PASSAGE GIVEN:
- - -
Tag: crime

  • GMercyU Unveils Crime Scene House for Student Investigations

    GMercyU Unveils Crime Scene House for Student Investigations

    Inside an unoccupied house, a student gingerly pushes open a creaky door and takes a wary step into a dark room—only to find the walls completely splattered with blood.

    It sounds like the cliché climax in a horror movie, but for students in the criminal justice program at Gwynedd Mercy University, it’s a regular class assignment.

    This fall, Gwynedd Mercy unveiled a new Crime Scene House, a three-story home that features various staged rooms for experiential learning in forensic science. Students now have a space for simulated criminal investigations, with each room configured to resemble a different crime scene they might encounter, including the blood spatter room.

    Gwynedd Mercy is one of a dozen-plus colleges across the country that turn houses into mock crime scenes; West Virginia University claims the title for largest hands-on training complex in the U.S., boasting four crime scene houses, a vehicle processing garage, a ballistics test center and designated grounds for excavation.
- - -
MATERIAL:

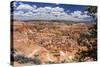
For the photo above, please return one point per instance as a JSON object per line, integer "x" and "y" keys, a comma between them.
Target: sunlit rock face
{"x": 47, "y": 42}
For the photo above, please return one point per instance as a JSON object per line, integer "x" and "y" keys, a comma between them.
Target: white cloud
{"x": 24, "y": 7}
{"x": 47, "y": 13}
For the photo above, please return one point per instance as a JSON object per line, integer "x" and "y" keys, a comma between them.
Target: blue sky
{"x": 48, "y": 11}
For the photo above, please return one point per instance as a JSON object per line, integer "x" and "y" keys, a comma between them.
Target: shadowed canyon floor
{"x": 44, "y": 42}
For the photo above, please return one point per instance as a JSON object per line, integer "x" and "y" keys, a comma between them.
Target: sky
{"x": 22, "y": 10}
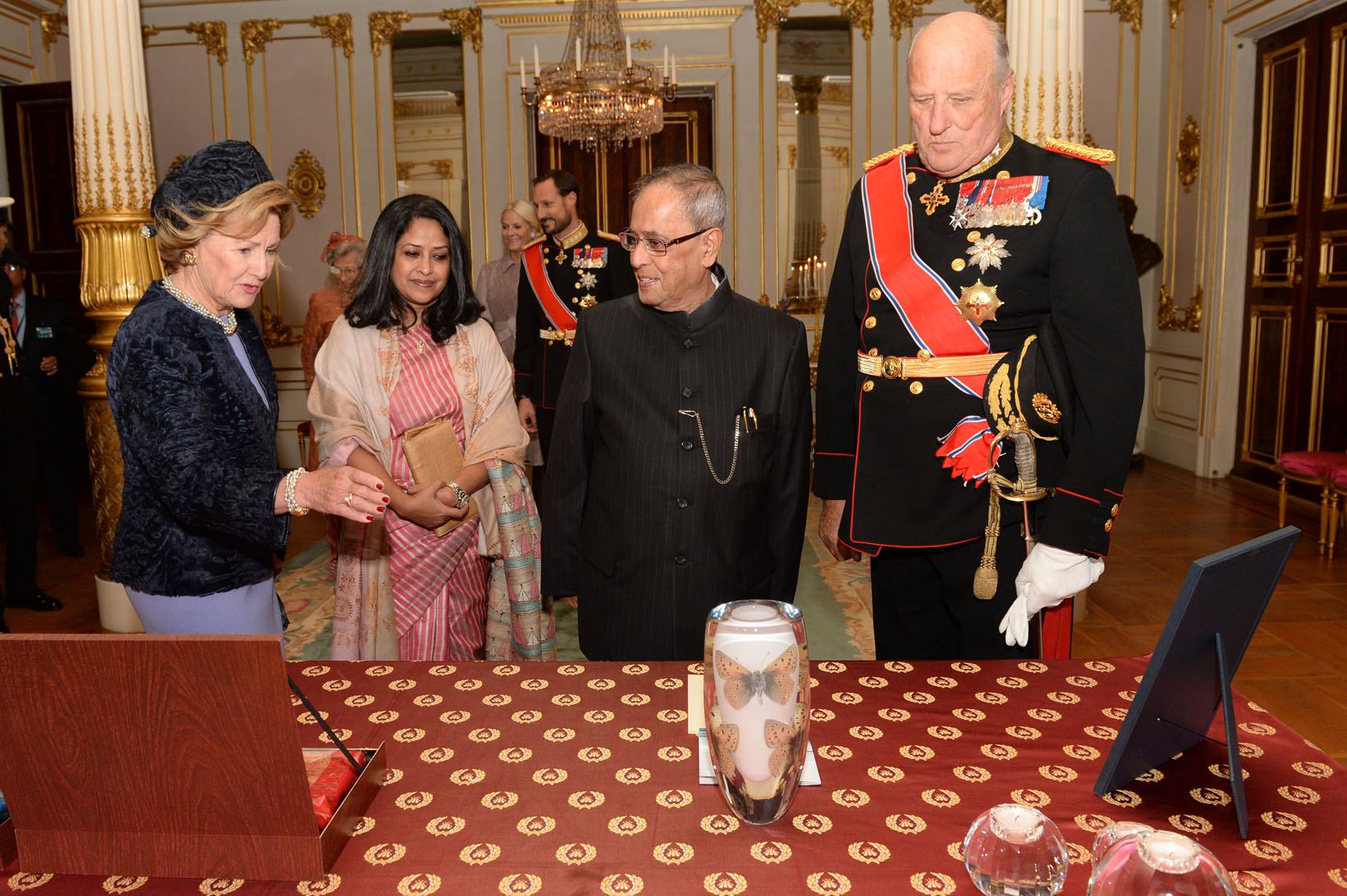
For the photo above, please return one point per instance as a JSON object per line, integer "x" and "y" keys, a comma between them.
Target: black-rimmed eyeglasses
- - -
INSTRUCTIONS:
1: Render this sentence from the article on GMercyU's Crime Scene House into Spanish: "This fall, Gwynedd Mercy unveiled a new Crime Scene House, a three-story home that features various staged rooms for experiential learning in forensic science."
2: Carry on the article on GMercyU's Crime Scene House from its last sentence.

TASK ANSWERS:
1: Este otoño, Gwynedd Mercy presentó una nueva Casa de Escena del Crimen, una vivienda de tres pisos que cuenta con diversas habitaciones ambientadas para el aprendizaje experiencial en ciencia forense.

2:
    The not-so-haunted houses are designed to give students a safe, supervised space to immerse themselves in a crime scene. Plus, it’s a great enrollment draw for students who get a thrill out of murder mysteries.

    “We’re very excited about the opportunity to have students come into our program and learn the how-to, so then they walk out of here and they say, ‘This is what I want to do,’” said Patrick McGrain, associate professor of criminal justice and the program director at Gwynedd Mercy. “It really is for the benefit of creating a more professional law enforcement community.”

    From convent to crime scene: McGrain and university leaders aspired to open a crime scene house on campus for years. In July, the dream became a reality when the Catholic university’s administrators identified an older building that used to house the Sisters of Mercy. The building was in disarray, and when McGrain was offered the opportunity to revamp it for students, he jumped at the chance.

    The Crime Scene House holds a variety of staged rooms to practice different investigations including a kitchen, a bathroom, two bedrooms and an office. In addition, the house features spaces for other simulated experiences, including an interrogation room, an evidence area to analyze fingerprints and a model “flophouse,” or a low-rent motel room used for drugs. And of course, the blood spatter room.

    “We’re going to teach students how to analyze blood splatter, the analysis of the trajectory,” McGrain said.

    Every element of the house is available for students to manipulate and investigate, even the flooring.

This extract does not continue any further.